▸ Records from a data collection
== Segment start ==

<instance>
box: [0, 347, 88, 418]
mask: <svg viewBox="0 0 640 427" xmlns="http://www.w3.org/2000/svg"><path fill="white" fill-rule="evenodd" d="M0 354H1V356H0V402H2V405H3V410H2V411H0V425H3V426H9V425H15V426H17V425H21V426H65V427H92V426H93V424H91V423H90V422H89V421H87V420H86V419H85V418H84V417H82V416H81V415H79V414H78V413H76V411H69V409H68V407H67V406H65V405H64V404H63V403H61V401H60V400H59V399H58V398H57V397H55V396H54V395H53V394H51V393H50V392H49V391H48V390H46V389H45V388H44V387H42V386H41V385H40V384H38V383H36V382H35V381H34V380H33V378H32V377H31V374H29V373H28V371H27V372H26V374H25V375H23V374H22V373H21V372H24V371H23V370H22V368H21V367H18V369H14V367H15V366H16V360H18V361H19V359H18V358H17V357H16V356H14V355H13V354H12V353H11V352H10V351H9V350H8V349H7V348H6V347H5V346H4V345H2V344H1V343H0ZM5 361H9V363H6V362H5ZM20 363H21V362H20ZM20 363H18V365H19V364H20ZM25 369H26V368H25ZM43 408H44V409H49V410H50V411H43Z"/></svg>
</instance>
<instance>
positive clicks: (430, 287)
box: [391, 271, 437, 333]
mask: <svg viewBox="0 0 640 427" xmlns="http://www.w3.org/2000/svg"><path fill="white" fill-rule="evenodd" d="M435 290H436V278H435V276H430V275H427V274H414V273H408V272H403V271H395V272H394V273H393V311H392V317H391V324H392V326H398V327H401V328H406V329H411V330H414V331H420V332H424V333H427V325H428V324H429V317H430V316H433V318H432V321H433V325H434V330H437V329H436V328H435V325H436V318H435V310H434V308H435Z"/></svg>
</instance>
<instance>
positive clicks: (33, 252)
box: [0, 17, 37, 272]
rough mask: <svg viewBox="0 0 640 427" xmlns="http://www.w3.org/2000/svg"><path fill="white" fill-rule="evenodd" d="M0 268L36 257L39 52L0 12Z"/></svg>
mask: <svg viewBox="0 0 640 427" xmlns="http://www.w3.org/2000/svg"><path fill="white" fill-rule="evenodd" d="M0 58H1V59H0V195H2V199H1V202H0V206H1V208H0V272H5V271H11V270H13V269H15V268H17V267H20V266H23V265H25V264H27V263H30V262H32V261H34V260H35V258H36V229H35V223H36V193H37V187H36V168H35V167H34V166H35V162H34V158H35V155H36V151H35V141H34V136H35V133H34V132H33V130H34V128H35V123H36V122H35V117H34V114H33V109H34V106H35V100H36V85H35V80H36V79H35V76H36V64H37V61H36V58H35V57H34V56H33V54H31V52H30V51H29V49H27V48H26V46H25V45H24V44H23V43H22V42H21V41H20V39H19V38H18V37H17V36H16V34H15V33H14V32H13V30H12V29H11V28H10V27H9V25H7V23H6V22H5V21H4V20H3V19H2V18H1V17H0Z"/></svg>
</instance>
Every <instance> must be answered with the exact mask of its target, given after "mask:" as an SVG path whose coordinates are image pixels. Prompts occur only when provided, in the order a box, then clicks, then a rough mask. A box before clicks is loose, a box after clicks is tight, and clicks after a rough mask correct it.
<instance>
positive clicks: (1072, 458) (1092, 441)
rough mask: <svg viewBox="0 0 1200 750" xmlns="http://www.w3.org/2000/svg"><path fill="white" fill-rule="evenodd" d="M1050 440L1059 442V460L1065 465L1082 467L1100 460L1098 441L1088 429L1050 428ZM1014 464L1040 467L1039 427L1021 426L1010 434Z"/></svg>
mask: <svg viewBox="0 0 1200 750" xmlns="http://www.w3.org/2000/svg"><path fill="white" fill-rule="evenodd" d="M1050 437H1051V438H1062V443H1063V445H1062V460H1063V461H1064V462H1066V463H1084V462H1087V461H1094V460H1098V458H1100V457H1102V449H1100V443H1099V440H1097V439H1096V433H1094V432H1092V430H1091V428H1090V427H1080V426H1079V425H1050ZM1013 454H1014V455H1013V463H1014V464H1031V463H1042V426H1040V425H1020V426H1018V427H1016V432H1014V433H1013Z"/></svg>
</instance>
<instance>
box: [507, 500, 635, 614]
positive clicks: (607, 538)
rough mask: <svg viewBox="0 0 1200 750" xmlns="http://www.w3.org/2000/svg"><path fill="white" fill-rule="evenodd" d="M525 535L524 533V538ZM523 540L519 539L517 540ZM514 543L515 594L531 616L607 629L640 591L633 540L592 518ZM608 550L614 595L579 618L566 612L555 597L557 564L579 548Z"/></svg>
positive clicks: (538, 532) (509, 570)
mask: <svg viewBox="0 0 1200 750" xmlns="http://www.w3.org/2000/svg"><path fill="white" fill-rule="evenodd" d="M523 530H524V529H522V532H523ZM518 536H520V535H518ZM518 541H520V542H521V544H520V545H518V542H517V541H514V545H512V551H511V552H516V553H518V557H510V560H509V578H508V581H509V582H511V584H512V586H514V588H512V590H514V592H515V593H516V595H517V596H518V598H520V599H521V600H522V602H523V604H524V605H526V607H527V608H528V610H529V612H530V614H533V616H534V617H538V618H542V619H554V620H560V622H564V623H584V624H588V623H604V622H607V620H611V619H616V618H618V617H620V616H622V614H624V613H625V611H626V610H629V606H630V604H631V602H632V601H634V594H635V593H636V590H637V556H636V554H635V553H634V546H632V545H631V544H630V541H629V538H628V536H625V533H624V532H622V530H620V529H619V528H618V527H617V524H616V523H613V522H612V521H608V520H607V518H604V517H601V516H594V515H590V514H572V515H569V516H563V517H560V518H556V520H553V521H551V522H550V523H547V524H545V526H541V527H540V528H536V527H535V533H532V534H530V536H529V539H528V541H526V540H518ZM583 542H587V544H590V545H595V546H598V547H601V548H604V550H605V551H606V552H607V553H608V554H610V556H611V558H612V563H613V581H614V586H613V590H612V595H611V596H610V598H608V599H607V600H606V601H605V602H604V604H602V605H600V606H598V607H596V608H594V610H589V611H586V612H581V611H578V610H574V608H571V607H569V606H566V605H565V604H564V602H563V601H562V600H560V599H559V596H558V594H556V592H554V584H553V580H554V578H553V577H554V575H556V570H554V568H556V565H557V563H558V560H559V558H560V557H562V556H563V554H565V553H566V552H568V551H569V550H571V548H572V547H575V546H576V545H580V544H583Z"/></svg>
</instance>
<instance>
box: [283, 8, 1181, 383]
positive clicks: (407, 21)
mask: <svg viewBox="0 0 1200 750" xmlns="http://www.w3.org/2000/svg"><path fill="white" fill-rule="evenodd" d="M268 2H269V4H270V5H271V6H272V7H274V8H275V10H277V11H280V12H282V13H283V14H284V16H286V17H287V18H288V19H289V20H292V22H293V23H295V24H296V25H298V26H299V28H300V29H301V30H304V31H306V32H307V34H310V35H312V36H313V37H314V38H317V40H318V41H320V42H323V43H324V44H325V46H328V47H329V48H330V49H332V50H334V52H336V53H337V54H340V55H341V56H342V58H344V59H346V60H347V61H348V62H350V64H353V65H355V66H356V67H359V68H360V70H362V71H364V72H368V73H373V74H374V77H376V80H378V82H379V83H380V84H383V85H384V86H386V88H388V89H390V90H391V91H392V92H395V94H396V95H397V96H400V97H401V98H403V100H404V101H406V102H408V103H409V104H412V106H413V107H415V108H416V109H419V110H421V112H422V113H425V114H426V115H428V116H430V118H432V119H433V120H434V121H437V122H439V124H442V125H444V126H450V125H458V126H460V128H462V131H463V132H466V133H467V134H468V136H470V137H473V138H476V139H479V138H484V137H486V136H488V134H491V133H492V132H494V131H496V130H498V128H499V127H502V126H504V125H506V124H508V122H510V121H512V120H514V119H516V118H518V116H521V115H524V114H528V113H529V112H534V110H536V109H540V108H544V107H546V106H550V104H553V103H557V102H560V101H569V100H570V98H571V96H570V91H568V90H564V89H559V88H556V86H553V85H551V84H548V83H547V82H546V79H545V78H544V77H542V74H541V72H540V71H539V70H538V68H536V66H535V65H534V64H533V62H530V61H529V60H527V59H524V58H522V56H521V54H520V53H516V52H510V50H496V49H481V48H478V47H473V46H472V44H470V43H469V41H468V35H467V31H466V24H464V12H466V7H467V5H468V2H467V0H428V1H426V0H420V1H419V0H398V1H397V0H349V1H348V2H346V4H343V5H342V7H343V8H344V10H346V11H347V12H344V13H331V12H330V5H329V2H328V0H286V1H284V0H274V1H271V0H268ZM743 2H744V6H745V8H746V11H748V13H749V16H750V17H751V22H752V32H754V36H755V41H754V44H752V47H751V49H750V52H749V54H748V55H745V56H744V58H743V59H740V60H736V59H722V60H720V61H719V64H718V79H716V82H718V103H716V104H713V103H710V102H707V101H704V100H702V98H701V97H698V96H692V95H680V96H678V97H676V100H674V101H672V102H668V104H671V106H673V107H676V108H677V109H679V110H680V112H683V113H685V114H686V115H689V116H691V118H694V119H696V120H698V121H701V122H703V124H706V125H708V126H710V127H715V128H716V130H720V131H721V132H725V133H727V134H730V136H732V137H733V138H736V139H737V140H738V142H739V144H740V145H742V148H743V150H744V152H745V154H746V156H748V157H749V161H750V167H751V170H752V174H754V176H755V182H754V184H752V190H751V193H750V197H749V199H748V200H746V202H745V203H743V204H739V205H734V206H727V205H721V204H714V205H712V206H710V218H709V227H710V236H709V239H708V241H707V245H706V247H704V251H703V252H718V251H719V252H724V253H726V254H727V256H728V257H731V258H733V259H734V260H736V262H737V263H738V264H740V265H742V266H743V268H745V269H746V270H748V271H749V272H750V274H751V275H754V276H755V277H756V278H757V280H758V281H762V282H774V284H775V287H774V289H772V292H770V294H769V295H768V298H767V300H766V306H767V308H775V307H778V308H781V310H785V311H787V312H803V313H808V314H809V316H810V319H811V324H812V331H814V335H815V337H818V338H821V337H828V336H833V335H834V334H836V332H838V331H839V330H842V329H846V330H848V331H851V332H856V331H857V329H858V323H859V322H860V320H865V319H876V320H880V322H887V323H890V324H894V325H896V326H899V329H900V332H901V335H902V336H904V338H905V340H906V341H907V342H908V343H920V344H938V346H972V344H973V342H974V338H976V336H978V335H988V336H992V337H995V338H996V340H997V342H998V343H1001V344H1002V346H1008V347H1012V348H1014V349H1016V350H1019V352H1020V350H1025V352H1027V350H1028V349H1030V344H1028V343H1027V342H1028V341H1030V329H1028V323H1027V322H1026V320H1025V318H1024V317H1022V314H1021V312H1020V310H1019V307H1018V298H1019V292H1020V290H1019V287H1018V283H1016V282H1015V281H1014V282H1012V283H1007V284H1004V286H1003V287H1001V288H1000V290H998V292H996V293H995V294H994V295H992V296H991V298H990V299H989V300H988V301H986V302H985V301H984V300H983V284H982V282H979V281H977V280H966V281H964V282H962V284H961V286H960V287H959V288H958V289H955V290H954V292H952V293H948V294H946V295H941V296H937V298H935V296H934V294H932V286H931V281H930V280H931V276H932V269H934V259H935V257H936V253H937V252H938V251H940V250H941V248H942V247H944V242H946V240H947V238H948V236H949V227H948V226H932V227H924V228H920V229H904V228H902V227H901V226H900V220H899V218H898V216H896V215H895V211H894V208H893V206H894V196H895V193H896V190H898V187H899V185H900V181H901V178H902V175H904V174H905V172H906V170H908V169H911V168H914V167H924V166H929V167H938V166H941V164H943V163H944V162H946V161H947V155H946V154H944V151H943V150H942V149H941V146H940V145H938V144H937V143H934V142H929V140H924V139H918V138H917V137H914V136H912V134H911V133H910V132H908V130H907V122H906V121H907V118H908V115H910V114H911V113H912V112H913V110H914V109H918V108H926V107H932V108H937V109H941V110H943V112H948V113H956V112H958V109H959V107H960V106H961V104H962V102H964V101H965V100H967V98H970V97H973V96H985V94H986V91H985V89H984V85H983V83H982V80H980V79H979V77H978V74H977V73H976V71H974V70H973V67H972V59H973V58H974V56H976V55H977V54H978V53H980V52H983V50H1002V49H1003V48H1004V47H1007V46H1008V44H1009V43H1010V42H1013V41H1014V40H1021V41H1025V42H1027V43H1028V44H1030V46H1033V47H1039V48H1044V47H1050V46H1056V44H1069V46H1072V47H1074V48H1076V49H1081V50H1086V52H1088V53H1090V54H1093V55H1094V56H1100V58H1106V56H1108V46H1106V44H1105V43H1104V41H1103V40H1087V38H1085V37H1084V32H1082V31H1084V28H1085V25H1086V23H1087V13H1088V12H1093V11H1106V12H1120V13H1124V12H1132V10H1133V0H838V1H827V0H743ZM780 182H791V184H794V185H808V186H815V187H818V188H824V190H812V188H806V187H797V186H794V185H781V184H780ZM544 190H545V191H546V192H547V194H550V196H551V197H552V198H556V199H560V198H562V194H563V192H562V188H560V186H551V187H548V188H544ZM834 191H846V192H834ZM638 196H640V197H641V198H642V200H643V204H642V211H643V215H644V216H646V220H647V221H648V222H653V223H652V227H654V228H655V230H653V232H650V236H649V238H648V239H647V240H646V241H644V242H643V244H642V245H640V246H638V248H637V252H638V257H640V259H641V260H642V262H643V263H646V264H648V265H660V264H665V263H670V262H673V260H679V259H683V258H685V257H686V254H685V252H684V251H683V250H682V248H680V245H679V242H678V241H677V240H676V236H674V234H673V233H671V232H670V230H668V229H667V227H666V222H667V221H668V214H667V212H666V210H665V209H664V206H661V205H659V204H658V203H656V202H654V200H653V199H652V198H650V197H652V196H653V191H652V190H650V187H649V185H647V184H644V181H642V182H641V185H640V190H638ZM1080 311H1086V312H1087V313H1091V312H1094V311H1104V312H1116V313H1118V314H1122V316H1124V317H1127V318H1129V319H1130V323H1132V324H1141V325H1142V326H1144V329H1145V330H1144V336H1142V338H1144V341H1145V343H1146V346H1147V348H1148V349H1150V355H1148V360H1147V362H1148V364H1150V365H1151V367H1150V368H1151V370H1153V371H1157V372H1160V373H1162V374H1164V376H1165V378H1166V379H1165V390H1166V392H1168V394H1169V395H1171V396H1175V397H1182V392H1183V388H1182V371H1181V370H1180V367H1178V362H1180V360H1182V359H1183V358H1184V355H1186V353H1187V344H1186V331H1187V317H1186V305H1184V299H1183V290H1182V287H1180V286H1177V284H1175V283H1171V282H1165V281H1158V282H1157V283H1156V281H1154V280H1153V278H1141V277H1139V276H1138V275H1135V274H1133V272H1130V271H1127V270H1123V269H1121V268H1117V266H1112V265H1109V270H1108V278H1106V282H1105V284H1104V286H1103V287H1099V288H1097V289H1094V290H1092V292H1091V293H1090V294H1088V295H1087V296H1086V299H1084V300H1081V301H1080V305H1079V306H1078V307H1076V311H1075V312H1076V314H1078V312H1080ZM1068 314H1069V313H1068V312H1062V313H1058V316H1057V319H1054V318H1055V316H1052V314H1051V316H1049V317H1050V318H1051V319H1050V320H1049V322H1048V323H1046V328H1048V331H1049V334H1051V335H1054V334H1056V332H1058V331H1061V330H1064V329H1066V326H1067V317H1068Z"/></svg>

== Segment end ==

▸ Your task
Every line above with the string "positive" in it needs to be copied.

▸ Finished task
positive clicks: (430, 287)
positive clicks: (33, 252)
positive clicks: (1072, 458) (1092, 441)
positive clicks: (607, 538)
positive clicks: (538, 532) (509, 570)
positive clicks: (407, 21)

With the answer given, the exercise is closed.